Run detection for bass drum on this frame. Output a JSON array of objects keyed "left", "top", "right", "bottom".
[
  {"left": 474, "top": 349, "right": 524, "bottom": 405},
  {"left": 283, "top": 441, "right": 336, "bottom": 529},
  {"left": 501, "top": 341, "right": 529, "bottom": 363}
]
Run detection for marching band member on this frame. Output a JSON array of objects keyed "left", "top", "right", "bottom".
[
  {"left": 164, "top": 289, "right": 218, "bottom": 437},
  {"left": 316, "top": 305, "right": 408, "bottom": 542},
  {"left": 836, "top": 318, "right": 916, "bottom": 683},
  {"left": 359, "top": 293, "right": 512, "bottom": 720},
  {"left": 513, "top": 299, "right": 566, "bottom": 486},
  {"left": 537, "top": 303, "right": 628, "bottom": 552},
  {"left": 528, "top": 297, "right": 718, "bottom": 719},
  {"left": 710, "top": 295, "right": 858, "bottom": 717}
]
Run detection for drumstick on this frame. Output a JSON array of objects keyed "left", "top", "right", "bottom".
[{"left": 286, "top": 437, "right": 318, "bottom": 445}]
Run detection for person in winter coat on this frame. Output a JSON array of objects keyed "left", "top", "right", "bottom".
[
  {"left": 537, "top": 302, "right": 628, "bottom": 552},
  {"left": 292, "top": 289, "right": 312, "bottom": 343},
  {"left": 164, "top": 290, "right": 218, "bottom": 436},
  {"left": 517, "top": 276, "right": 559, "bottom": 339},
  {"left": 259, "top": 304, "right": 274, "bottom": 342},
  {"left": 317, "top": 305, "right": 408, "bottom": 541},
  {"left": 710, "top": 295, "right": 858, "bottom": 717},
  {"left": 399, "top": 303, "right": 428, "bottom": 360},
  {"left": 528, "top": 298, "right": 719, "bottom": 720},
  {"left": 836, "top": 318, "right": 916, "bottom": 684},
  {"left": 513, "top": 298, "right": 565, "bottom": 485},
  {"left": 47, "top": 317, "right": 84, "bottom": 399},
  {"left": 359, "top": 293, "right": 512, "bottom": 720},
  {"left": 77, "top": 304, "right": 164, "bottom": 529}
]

=====

Once you have read the listing, retype it in full, word for word.

Run detection for bass drum on this frame. Output a JSON array of objects keyed "left", "top", "right", "bottom".
[
  {"left": 474, "top": 349, "right": 524, "bottom": 405},
  {"left": 283, "top": 441, "right": 336, "bottom": 529},
  {"left": 501, "top": 341, "right": 529, "bottom": 363}
]
Run detection for marching band member on this frame. Output a JSON array of objects keyed "left", "top", "right", "bottom".
[
  {"left": 164, "top": 289, "right": 218, "bottom": 437},
  {"left": 316, "top": 305, "right": 408, "bottom": 542},
  {"left": 836, "top": 318, "right": 916, "bottom": 683},
  {"left": 359, "top": 293, "right": 512, "bottom": 720},
  {"left": 513, "top": 299, "right": 566, "bottom": 486},
  {"left": 537, "top": 303, "right": 628, "bottom": 552},
  {"left": 528, "top": 297, "right": 718, "bottom": 719},
  {"left": 710, "top": 295, "right": 858, "bottom": 717}
]
Run detection for drumstick on this frame. Output a JSON array of objects keyed "left", "top", "right", "bottom".
[{"left": 286, "top": 437, "right": 318, "bottom": 445}]
Run detection for person in winter coat on this frame. Output a JSON array of objects keyed "left", "top", "right", "bottom".
[
  {"left": 537, "top": 302, "right": 628, "bottom": 552},
  {"left": 292, "top": 289, "right": 312, "bottom": 343},
  {"left": 164, "top": 290, "right": 218, "bottom": 436},
  {"left": 517, "top": 276, "right": 559, "bottom": 339},
  {"left": 259, "top": 304, "right": 274, "bottom": 342},
  {"left": 317, "top": 305, "right": 408, "bottom": 541},
  {"left": 710, "top": 295, "right": 858, "bottom": 717},
  {"left": 399, "top": 303, "right": 428, "bottom": 360},
  {"left": 528, "top": 298, "right": 719, "bottom": 720},
  {"left": 836, "top": 318, "right": 916, "bottom": 684},
  {"left": 513, "top": 298, "right": 565, "bottom": 485},
  {"left": 47, "top": 317, "right": 84, "bottom": 399},
  {"left": 359, "top": 293, "right": 512, "bottom": 720},
  {"left": 77, "top": 304, "right": 164, "bottom": 529}
]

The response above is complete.